═══ MATERIALS PROVIDED ═══
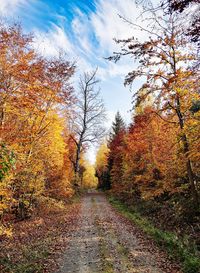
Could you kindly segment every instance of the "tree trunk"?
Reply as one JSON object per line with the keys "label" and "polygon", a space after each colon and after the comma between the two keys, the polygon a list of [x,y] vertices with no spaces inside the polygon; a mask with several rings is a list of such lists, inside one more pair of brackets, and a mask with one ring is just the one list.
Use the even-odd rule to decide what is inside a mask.
{"label": "tree trunk", "polygon": [[76,151],[76,162],[75,162],[75,168],[74,168],[75,174],[79,172],[79,160],[80,160],[80,145],[78,145],[78,148]]}
{"label": "tree trunk", "polygon": [[[179,126],[180,129],[183,130],[184,128],[184,120],[183,120],[183,115],[180,111],[180,100],[179,98],[177,98],[176,100],[177,102],[177,115],[178,115],[178,119],[179,119]],[[183,133],[182,135],[182,142],[183,142],[183,147],[184,147],[184,155],[185,155],[185,159],[186,159],[186,170],[187,170],[187,176],[188,176],[188,180],[191,186],[191,193],[192,193],[192,198],[194,200],[194,204],[196,207],[199,206],[199,195],[198,195],[198,190],[196,188],[195,185],[195,179],[194,179],[194,173],[192,170],[192,164],[191,161],[188,157],[188,153],[189,153],[189,143],[188,143],[188,139],[185,133]]]}
{"label": "tree trunk", "polygon": [[79,161],[80,161],[80,153],[81,153],[81,143],[79,142],[77,145],[77,151],[76,151],[76,160],[74,164],[74,185],[78,186],[79,185]]}
{"label": "tree trunk", "polygon": [[0,128],[3,130],[5,122],[5,103],[0,106]]}
{"label": "tree trunk", "polygon": [[24,220],[26,218],[26,208],[23,201],[19,202],[19,219]]}
{"label": "tree trunk", "polygon": [[184,154],[185,154],[185,157],[186,157],[187,175],[188,175],[188,179],[189,179],[190,186],[191,186],[192,197],[193,197],[195,205],[198,207],[199,206],[199,195],[198,195],[198,190],[197,190],[196,185],[195,185],[195,179],[194,179],[194,173],[193,173],[193,170],[192,170],[192,164],[191,164],[190,159],[188,158],[189,144],[188,144],[186,134],[184,134],[182,136],[182,139],[183,139],[183,145],[184,145]]}

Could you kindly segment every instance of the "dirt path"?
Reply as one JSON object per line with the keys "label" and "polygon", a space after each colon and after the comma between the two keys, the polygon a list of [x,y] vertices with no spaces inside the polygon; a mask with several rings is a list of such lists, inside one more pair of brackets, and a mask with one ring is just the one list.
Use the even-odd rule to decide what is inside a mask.
{"label": "dirt path", "polygon": [[82,200],[77,230],[59,273],[178,273],[153,242],[121,216],[103,194]]}

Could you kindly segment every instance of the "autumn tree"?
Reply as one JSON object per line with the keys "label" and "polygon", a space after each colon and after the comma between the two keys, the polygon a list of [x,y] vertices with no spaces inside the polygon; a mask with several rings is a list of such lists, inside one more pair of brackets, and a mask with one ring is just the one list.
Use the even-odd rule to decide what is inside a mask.
{"label": "autumn tree", "polygon": [[[122,177],[122,148],[125,134],[125,123],[119,112],[115,115],[107,143],[103,143],[96,155],[96,176],[98,187],[109,190],[119,185]],[[121,186],[121,184],[120,184]]]}
{"label": "autumn tree", "polygon": [[152,108],[154,96],[146,88],[140,88],[137,92],[137,98],[134,105],[134,116],[144,113],[145,108]]}
{"label": "autumn tree", "polygon": [[[103,122],[105,108],[100,98],[100,90],[96,88],[97,70],[84,73],[79,82],[79,93],[71,119],[71,135],[76,146],[76,153],[72,162],[74,165],[75,180],[80,170],[80,158],[84,148],[90,143],[100,140],[105,133]],[[77,181],[76,181],[77,182]]]}
{"label": "autumn tree", "polygon": [[[166,5],[166,1],[163,2]],[[187,11],[189,26],[187,26],[187,35],[191,37],[193,42],[200,42],[200,2],[199,0],[168,0],[167,8],[169,12]],[[192,9],[193,8],[193,9]],[[189,9],[189,10],[188,10]]]}
{"label": "autumn tree", "polygon": [[125,123],[119,112],[115,115],[110,137],[108,140],[108,184],[109,187],[120,187],[123,174],[123,145],[125,134]]}
{"label": "autumn tree", "polygon": [[109,189],[109,171],[108,171],[109,149],[107,143],[102,143],[96,154],[95,175],[98,178],[99,189]]}
{"label": "autumn tree", "polygon": [[155,97],[155,113],[179,128],[177,138],[182,146],[181,152],[185,158],[185,170],[192,197],[197,204],[198,189],[189,156],[190,139],[186,133],[186,128],[193,119],[190,113],[192,102],[199,100],[195,80],[197,71],[191,67],[192,62],[197,59],[196,51],[185,37],[183,22],[176,14],[170,14],[166,18],[160,16],[160,10],[157,15],[153,12],[152,18],[149,19],[152,20],[149,28],[124,20],[146,32],[149,38],[144,42],[136,38],[117,40],[117,43],[123,43],[122,51],[109,59],[118,61],[121,57],[130,55],[138,60],[138,67],[128,73],[125,84],[132,84],[138,77],[145,79],[142,88],[147,90],[145,96],[153,94]]}
{"label": "autumn tree", "polygon": [[88,160],[84,160],[83,166],[85,168],[83,172],[83,182],[82,186],[85,189],[95,189],[97,188],[97,177],[95,176],[94,165],[91,164]]}
{"label": "autumn tree", "polygon": [[124,139],[123,181],[127,197],[150,200],[183,191],[180,181],[184,172],[177,156],[174,129],[149,106],[136,111]]}
{"label": "autumn tree", "polygon": [[120,112],[117,111],[115,115],[115,120],[112,123],[111,132],[110,132],[110,141],[112,141],[120,132],[125,130],[125,123],[123,118],[120,115]]}
{"label": "autumn tree", "polygon": [[9,235],[10,229],[4,225],[4,214],[12,202],[12,190],[9,179],[6,179],[15,164],[15,155],[5,144],[0,144],[0,236]]}
{"label": "autumn tree", "polygon": [[11,205],[22,219],[33,200],[45,191],[50,176],[47,170],[60,172],[64,164],[61,116],[73,101],[69,80],[75,69],[61,55],[52,59],[39,56],[32,41],[33,36],[25,35],[20,26],[1,25],[0,138],[15,154],[15,169],[6,179]]}

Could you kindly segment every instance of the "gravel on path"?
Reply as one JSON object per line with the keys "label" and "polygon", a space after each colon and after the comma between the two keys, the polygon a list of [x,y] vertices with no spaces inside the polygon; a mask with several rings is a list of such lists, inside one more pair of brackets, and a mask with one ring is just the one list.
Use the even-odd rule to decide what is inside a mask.
{"label": "gravel on path", "polygon": [[81,202],[59,273],[181,272],[104,194],[88,193]]}

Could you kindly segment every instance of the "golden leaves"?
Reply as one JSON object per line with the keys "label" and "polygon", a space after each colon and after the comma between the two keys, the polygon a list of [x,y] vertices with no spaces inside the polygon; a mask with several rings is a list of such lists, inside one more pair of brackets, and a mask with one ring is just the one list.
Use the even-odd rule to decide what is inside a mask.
═══
WHAT YOU WILL DO: In repeating the lines above, keep the wording exact and leave every picture out.

FINAL ANSWER:
Could you kindly segment every instance of the "tree trunk"?
Reply as one JSON object per line with the keys "label" and "polygon", a space after each colon and after the comma between the two keys, the polygon a list of [x,y] vertices with no spaces inside the polygon; a mask with several rings is a list of such lists, inside one more pair of brackets, and a mask with one ring is just the one list.
Use the even-odd rule to decide what is inside a mask.
{"label": "tree trunk", "polygon": [[76,151],[76,162],[75,162],[75,168],[74,168],[75,174],[79,172],[79,160],[80,160],[80,145],[78,145],[78,148]]}
{"label": "tree trunk", "polygon": [[[179,126],[180,129],[183,130],[184,128],[184,120],[183,120],[183,115],[180,111],[180,100],[179,98],[177,98],[176,100],[177,102],[177,115],[178,115],[178,119],[179,119]],[[183,133],[182,135],[182,142],[183,142],[183,147],[184,147],[184,155],[185,155],[185,159],[186,159],[186,170],[187,170],[187,176],[188,176],[188,180],[191,186],[191,193],[192,193],[192,198],[194,200],[194,204],[196,207],[199,206],[199,195],[198,195],[198,190],[196,188],[195,185],[195,179],[194,179],[194,173],[192,170],[192,164],[191,161],[188,157],[188,153],[189,153],[189,143],[188,143],[188,139],[185,133]]]}
{"label": "tree trunk", "polygon": [[79,161],[80,161],[80,153],[81,153],[81,143],[79,142],[77,145],[77,151],[76,151],[76,160],[74,164],[74,185],[78,186],[79,185]]}
{"label": "tree trunk", "polygon": [[0,128],[3,130],[5,122],[5,103],[0,106]]}
{"label": "tree trunk", "polygon": [[24,220],[26,218],[26,208],[23,201],[19,202],[19,219]]}
{"label": "tree trunk", "polygon": [[184,154],[185,154],[185,157],[186,157],[187,175],[188,175],[188,179],[189,179],[190,186],[191,186],[192,197],[193,197],[195,205],[198,207],[199,206],[199,195],[198,195],[198,190],[197,190],[196,185],[195,185],[195,179],[194,179],[194,173],[193,173],[193,170],[192,170],[192,164],[191,164],[190,159],[188,158],[189,144],[188,144],[186,134],[184,134],[182,136],[182,139],[183,139],[183,145],[184,145]]}

Could you kindly segment every instance of the "dirt path"?
Reply as one JSON object per line with the keys "label" and "polygon", a space after each colon and after the comma between the two keys, the polygon a list of [x,y] vertices with no spaces inside the polygon; a mask with several rings is a list of such lists, inside one more pair of brackets, and a mask with one ring is just the one list.
Use the even-odd rule to decide what is inside a mask.
{"label": "dirt path", "polygon": [[82,200],[77,230],[59,273],[178,273],[153,242],[121,216],[103,194]]}

Could you kindly segment every instance of the "autumn tree"?
Reply as one JSON object per line with the keys "label" and "polygon", a space after each colon and after the comma between the two keys, the polygon a list of [x,y] vertices with no spaces inside the polygon; a mask with several rings is a list of such lists, inside one more pair of brackets, and a mask with one ring is just the one list.
Use the even-odd rule to decide what is inside a mask.
{"label": "autumn tree", "polygon": [[[122,177],[122,148],[125,134],[125,123],[119,112],[115,115],[107,143],[103,143],[96,155],[96,176],[98,187],[109,190],[119,185]],[[121,186],[121,184],[120,184]]]}
{"label": "autumn tree", "polygon": [[152,108],[154,96],[146,88],[140,88],[137,92],[137,98],[134,105],[134,116],[144,113],[145,108]]}
{"label": "autumn tree", "polygon": [[[103,122],[105,108],[100,98],[100,90],[96,88],[97,70],[84,73],[79,82],[79,93],[71,119],[71,135],[76,146],[76,153],[72,162],[74,165],[75,180],[80,170],[80,158],[84,148],[90,143],[100,140],[105,133]],[[77,181],[76,181],[77,182]]]}
{"label": "autumn tree", "polygon": [[[166,5],[166,1],[163,2]],[[187,11],[189,26],[187,26],[187,35],[191,37],[193,42],[200,42],[200,2],[199,0],[168,0],[167,8],[169,12]],[[192,9],[193,8],[193,9]],[[189,9],[189,10],[188,10]]]}
{"label": "autumn tree", "polygon": [[125,123],[119,112],[115,115],[110,137],[108,140],[108,184],[109,187],[120,187],[123,174],[123,145],[125,134]]}
{"label": "autumn tree", "polygon": [[109,189],[109,171],[108,171],[109,149],[107,143],[102,143],[96,154],[95,175],[98,178],[99,189]]}
{"label": "autumn tree", "polygon": [[155,97],[155,113],[179,128],[177,138],[182,146],[181,152],[185,158],[185,170],[192,197],[197,204],[198,189],[189,156],[190,139],[186,133],[186,128],[193,119],[190,113],[192,102],[199,100],[195,80],[197,71],[191,67],[192,62],[197,59],[196,51],[185,37],[183,22],[176,14],[170,14],[166,18],[160,16],[160,10],[157,15],[153,12],[152,18],[149,19],[152,20],[149,28],[124,20],[146,32],[149,38],[144,42],[136,38],[117,40],[117,43],[123,43],[122,51],[109,59],[118,61],[121,57],[130,55],[138,60],[138,67],[128,73],[125,84],[132,84],[138,77],[145,79],[142,88],[147,90],[145,96],[153,94]]}
{"label": "autumn tree", "polygon": [[88,160],[84,160],[83,166],[85,168],[83,172],[83,182],[82,186],[85,189],[95,189],[97,188],[97,177],[95,176],[94,165],[91,164]]}
{"label": "autumn tree", "polygon": [[124,139],[123,181],[127,197],[150,200],[183,191],[180,181],[184,172],[177,156],[174,129],[149,106],[136,111]]}
{"label": "autumn tree", "polygon": [[120,112],[117,111],[115,115],[115,120],[112,123],[111,132],[110,132],[110,141],[112,141],[120,132],[125,130],[125,123],[123,118],[120,115]]}
{"label": "autumn tree", "polygon": [[9,235],[10,229],[4,225],[4,214],[12,202],[12,190],[9,179],[6,179],[15,164],[15,155],[5,144],[0,144],[0,236]]}
{"label": "autumn tree", "polygon": [[11,205],[22,219],[33,200],[45,191],[50,176],[47,170],[60,172],[64,164],[61,116],[73,101],[69,80],[75,69],[61,55],[52,59],[39,56],[32,41],[33,36],[25,35],[20,26],[1,25],[0,138],[15,154],[15,169],[6,179]]}

Could you kindly segment every instance of the "gravel on path"?
Reply as one JSON object per line with the keys "label" and "polygon", a space after each colon and after the comma between the two keys, the polygon a list of [x,y] vertices with no spaces inside the polygon; a mask with several rings is a list of such lists, inside one more pair of brackets, and a mask with one ring is just the one list.
Use the even-odd rule to decide what is inside a mask.
{"label": "gravel on path", "polygon": [[81,202],[59,273],[181,272],[104,194],[88,193]]}

Could you kindly segment every instance of the "golden leaves"?
Reply as one JSON object per line with the keys "label" and "polygon", a space after each colon and after the comma between the two keys, the polygon a list of [x,y] vertices with no spaces inside the polygon; a mask with several rings is a list of such lists, inside one more pair of brackets, and a mask with one ring is just the one list.
Use the even-odd rule to decide what is inside a mask.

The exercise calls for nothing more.